Job: Begin at the line that contains "In the picture above, where can the blue" and stop after the last of the entries. Reproduce only those lines, changing "lamp" to "lantern" wherever it occurs and leaving everything else unaltered.

Data supplied:
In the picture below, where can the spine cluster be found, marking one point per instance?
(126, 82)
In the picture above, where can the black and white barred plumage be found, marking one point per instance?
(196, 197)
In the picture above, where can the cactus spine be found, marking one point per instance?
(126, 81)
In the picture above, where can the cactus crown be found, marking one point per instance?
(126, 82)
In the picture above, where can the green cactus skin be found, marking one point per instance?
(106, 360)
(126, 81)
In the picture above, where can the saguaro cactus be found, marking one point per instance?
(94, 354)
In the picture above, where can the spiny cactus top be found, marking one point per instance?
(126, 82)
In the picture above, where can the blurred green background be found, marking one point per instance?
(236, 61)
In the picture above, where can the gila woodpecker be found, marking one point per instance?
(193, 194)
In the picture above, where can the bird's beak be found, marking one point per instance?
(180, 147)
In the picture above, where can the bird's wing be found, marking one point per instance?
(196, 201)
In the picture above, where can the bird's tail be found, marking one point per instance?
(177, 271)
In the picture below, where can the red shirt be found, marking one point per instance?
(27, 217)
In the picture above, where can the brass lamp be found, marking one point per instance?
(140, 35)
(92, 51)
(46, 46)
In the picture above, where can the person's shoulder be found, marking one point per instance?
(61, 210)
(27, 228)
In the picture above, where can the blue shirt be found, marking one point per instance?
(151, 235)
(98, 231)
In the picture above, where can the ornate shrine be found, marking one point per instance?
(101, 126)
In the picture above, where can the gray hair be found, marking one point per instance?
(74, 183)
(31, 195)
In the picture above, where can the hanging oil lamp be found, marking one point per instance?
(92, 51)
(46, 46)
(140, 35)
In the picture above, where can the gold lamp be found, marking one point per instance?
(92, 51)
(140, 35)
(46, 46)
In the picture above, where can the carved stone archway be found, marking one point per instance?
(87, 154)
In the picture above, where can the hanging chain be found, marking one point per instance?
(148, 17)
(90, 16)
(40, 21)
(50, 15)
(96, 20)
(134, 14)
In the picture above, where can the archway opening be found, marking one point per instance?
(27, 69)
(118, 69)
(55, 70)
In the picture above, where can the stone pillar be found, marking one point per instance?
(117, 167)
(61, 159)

Output:
In the picture above, where can the blue shirt be found, marking one point per instance?
(151, 235)
(98, 231)
In the picture above, where can the ornate shrine be found, marking one point per instance?
(101, 126)
In the picture above, where can the gray hair be found, marking one point per instance?
(74, 183)
(31, 195)
In the picture above, where can the hanging oil lantern be found, marking one point per instance?
(92, 51)
(46, 46)
(140, 35)
In the picture above, where can the gold lantern be found, marking one point per instance?
(92, 51)
(140, 35)
(46, 46)
In the picture above, where can the carved stone archway be found, marking one point per instance?
(87, 154)
In the picture above, where can the hanging chain be found, marking one point per instance?
(148, 17)
(90, 16)
(40, 21)
(50, 15)
(96, 20)
(134, 14)
In the picture above, where can the archway opening be found, marking one point per instance?
(27, 69)
(118, 69)
(55, 70)
In the picture above, where can the stone pillar be found, marking one point per instance?
(117, 167)
(61, 159)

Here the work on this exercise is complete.